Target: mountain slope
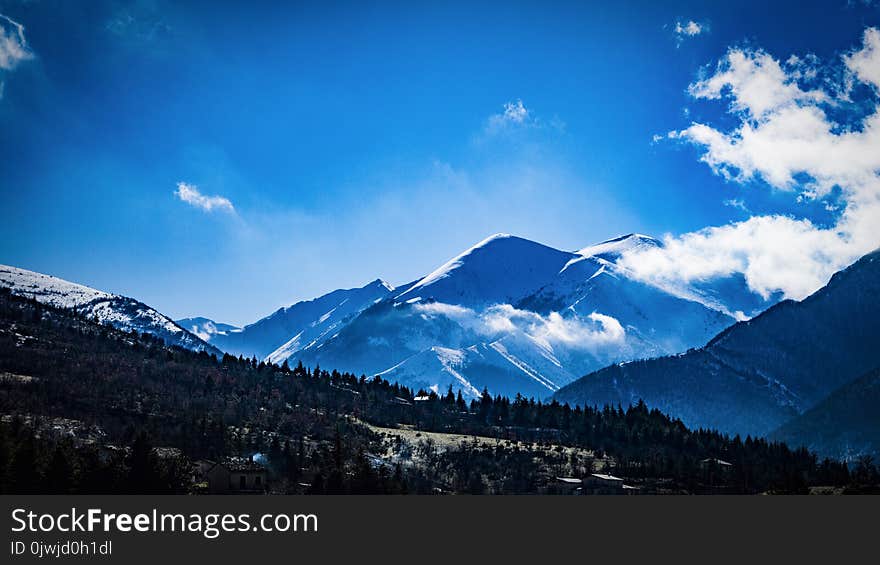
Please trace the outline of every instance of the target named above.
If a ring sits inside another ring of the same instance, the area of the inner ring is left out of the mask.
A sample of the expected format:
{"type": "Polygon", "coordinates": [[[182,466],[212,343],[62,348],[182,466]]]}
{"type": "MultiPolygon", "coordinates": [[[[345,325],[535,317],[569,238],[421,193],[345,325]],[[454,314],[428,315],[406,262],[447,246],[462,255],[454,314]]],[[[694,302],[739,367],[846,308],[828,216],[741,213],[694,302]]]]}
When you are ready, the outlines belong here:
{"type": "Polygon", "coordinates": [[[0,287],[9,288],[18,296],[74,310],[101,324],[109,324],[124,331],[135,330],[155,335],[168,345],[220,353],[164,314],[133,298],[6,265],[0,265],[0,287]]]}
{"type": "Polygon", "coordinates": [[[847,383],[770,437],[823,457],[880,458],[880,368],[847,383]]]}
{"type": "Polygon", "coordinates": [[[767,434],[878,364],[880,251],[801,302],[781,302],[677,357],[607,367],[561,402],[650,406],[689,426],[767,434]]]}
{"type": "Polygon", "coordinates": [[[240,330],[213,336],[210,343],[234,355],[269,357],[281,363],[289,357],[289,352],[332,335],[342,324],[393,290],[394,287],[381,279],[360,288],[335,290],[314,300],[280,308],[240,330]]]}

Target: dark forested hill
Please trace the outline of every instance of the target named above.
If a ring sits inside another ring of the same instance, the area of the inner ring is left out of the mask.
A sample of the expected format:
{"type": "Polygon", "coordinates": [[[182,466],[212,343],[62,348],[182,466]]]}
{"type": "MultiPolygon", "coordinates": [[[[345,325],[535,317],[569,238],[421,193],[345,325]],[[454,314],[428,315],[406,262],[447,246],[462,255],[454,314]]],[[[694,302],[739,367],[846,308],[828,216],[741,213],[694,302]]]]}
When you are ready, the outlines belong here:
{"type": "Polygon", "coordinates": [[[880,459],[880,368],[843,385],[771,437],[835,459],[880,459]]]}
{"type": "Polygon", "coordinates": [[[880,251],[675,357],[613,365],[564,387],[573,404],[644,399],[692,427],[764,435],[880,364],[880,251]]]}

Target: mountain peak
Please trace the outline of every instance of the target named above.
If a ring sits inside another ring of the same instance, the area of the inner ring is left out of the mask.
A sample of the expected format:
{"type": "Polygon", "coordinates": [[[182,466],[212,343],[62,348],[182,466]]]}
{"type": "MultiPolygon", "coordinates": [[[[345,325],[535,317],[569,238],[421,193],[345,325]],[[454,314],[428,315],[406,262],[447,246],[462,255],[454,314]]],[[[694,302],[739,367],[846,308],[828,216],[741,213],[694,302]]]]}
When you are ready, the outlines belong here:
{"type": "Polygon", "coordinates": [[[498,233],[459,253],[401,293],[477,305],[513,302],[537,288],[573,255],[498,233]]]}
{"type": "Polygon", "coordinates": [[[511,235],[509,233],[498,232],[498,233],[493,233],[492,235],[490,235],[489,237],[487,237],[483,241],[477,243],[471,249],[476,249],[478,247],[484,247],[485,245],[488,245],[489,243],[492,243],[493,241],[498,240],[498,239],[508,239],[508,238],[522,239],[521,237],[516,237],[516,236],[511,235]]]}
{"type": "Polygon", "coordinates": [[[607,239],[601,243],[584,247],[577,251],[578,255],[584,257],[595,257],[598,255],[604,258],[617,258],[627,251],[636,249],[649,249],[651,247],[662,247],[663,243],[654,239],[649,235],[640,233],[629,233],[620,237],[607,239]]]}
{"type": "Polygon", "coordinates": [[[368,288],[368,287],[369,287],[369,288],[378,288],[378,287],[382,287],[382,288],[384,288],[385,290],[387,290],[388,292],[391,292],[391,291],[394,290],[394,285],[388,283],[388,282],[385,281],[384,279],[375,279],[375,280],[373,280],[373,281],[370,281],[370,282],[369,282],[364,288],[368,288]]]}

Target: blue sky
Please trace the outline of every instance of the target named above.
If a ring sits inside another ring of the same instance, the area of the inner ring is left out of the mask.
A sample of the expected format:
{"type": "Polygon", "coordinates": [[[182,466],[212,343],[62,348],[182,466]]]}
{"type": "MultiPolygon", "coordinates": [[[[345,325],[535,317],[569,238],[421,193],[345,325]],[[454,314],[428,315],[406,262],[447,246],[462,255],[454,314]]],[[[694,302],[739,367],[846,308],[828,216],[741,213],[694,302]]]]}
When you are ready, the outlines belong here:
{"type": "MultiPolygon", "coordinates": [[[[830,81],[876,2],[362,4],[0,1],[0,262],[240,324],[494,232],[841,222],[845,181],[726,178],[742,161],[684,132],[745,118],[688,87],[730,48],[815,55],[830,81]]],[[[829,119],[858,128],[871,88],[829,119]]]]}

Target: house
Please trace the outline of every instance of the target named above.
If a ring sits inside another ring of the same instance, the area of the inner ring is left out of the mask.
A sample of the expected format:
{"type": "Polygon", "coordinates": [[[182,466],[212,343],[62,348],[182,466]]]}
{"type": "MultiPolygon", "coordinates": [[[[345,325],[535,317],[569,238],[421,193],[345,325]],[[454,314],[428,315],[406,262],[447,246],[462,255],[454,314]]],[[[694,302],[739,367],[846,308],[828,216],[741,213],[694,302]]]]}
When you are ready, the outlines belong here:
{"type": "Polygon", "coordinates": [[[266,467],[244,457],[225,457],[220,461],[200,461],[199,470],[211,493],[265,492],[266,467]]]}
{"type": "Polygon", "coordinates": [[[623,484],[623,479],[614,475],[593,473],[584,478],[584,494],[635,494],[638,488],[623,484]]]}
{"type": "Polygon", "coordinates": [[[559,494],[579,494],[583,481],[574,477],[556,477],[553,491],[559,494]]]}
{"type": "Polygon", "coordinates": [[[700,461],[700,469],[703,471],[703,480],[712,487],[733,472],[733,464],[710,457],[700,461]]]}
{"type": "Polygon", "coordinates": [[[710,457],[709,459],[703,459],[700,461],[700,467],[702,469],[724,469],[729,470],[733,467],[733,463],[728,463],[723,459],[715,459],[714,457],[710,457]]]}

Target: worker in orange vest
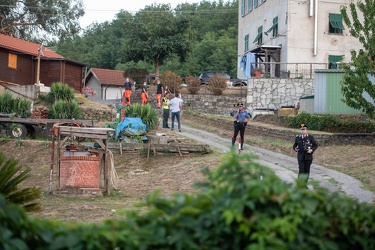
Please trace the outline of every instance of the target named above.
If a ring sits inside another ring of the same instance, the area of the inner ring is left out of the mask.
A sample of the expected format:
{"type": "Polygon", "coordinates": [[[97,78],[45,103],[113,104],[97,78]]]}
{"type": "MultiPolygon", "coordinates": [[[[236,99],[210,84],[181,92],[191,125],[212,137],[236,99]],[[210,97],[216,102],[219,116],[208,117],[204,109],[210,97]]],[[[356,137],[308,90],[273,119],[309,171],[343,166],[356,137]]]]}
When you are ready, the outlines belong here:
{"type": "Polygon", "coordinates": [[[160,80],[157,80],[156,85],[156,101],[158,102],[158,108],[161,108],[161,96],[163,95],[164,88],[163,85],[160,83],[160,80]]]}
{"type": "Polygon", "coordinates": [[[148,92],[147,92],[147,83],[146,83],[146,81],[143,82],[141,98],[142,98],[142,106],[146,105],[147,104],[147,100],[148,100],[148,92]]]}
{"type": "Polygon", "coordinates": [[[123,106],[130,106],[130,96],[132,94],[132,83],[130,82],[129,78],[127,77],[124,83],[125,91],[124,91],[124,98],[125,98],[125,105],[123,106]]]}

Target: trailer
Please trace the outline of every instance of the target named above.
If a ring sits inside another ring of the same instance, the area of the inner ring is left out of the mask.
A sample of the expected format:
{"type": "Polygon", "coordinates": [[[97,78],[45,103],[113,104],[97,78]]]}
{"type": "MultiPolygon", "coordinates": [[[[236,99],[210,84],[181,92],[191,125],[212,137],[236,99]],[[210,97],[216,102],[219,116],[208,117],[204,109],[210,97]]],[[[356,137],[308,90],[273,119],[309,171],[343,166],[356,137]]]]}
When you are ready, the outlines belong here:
◆ ◆ ◆ ◆ ◆ ◆ ◆
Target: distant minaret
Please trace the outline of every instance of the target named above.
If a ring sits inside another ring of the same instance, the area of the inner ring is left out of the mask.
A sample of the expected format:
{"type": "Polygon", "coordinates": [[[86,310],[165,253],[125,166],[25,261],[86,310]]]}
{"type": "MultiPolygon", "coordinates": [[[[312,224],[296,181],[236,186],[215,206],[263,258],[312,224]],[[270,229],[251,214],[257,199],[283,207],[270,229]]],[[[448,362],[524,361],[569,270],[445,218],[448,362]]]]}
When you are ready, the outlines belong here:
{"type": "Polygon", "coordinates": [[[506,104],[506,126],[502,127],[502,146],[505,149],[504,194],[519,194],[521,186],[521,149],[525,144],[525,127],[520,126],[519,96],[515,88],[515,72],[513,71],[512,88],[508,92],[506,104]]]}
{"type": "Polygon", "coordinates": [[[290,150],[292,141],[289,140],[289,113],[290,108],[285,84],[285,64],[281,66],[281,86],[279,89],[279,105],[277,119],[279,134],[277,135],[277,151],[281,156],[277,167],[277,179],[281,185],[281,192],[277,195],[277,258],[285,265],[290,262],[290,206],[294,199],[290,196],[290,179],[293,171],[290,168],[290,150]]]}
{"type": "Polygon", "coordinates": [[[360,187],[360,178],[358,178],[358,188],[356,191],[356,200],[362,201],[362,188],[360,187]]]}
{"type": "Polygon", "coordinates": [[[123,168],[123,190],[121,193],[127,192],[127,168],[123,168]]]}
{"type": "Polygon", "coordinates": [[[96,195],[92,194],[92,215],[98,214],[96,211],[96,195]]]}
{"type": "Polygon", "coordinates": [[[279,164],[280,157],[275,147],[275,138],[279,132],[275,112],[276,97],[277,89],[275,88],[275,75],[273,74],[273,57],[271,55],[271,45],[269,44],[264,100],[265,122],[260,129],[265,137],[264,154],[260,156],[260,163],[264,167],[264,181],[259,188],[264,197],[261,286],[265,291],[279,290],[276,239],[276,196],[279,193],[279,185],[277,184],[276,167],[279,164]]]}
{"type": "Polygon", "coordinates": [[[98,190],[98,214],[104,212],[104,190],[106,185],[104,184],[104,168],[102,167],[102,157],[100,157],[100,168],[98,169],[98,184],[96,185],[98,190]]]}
◆ ◆ ◆ ◆ ◆ ◆ ◆
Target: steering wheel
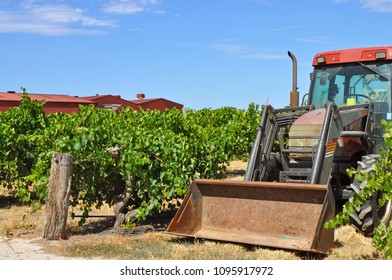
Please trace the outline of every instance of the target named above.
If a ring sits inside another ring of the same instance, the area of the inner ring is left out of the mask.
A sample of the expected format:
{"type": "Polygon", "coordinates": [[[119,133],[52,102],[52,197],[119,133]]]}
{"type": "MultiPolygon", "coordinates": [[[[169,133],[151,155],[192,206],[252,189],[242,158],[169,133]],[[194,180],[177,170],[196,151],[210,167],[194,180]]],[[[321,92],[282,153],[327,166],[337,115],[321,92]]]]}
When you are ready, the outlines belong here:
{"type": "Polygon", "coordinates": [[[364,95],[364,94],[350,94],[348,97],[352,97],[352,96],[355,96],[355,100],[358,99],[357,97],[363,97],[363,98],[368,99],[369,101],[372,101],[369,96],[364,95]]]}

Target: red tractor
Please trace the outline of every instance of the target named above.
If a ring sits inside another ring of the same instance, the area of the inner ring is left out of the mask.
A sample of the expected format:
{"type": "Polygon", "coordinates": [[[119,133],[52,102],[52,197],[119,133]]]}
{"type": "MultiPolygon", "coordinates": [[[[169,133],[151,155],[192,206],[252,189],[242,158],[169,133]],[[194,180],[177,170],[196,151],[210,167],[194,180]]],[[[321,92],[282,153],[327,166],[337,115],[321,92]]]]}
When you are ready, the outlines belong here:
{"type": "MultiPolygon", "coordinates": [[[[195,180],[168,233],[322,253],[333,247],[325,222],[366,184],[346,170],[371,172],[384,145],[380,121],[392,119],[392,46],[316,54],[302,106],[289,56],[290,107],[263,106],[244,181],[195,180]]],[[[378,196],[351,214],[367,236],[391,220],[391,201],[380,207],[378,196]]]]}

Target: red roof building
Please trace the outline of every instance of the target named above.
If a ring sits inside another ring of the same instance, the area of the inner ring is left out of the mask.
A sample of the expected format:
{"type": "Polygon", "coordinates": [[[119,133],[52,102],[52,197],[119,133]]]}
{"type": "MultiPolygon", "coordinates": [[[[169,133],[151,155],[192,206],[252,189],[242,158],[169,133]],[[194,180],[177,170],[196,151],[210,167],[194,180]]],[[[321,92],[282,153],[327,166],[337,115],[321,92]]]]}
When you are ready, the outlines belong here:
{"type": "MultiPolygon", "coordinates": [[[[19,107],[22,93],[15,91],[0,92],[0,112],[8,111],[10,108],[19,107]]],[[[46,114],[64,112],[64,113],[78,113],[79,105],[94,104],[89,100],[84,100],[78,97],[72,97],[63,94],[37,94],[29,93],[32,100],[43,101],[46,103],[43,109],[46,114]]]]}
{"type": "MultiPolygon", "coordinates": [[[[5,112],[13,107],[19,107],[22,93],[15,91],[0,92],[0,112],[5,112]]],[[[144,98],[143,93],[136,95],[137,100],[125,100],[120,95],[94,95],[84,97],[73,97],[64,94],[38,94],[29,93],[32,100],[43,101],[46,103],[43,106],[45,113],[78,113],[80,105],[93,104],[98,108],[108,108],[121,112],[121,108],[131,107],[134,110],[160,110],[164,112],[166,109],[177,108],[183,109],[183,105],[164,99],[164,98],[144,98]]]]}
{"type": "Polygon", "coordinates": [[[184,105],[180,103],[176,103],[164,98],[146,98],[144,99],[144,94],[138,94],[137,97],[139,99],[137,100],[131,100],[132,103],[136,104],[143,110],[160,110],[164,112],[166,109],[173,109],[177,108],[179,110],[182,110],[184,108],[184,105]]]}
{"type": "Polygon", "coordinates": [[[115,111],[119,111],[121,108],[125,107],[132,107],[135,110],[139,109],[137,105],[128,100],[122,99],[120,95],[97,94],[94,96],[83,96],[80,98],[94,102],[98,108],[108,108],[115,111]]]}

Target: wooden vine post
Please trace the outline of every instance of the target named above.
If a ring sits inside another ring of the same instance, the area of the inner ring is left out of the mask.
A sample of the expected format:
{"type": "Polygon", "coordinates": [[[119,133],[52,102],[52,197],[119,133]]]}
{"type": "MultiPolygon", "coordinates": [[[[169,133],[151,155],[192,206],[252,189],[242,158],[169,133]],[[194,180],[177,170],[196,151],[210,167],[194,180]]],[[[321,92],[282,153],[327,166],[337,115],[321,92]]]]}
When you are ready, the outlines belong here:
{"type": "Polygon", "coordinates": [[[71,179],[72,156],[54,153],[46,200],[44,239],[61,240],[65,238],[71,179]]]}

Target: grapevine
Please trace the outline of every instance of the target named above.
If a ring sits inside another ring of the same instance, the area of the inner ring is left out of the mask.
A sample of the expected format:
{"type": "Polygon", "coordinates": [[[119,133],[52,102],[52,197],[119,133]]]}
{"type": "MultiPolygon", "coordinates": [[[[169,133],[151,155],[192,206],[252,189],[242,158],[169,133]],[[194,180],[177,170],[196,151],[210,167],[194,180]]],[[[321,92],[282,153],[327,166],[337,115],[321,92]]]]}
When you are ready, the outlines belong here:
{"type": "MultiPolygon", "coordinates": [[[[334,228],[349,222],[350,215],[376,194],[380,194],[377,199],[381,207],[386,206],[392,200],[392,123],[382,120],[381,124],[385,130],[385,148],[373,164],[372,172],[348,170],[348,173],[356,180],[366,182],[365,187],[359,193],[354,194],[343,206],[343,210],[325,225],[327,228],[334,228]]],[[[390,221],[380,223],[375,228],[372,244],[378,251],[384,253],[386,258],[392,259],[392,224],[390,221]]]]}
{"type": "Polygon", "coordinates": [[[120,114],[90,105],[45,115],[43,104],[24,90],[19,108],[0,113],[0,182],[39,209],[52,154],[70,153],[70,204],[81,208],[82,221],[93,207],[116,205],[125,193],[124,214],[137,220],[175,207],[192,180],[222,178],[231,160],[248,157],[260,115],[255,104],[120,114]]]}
◆ ◆ ◆ ◆ ◆ ◆ ◆
## WHAT YOU NEED TO DO
Would you report every line of the entries above containing the word "mountain"?

## SOLUTION
Target: mountain slope
Target: mountain peak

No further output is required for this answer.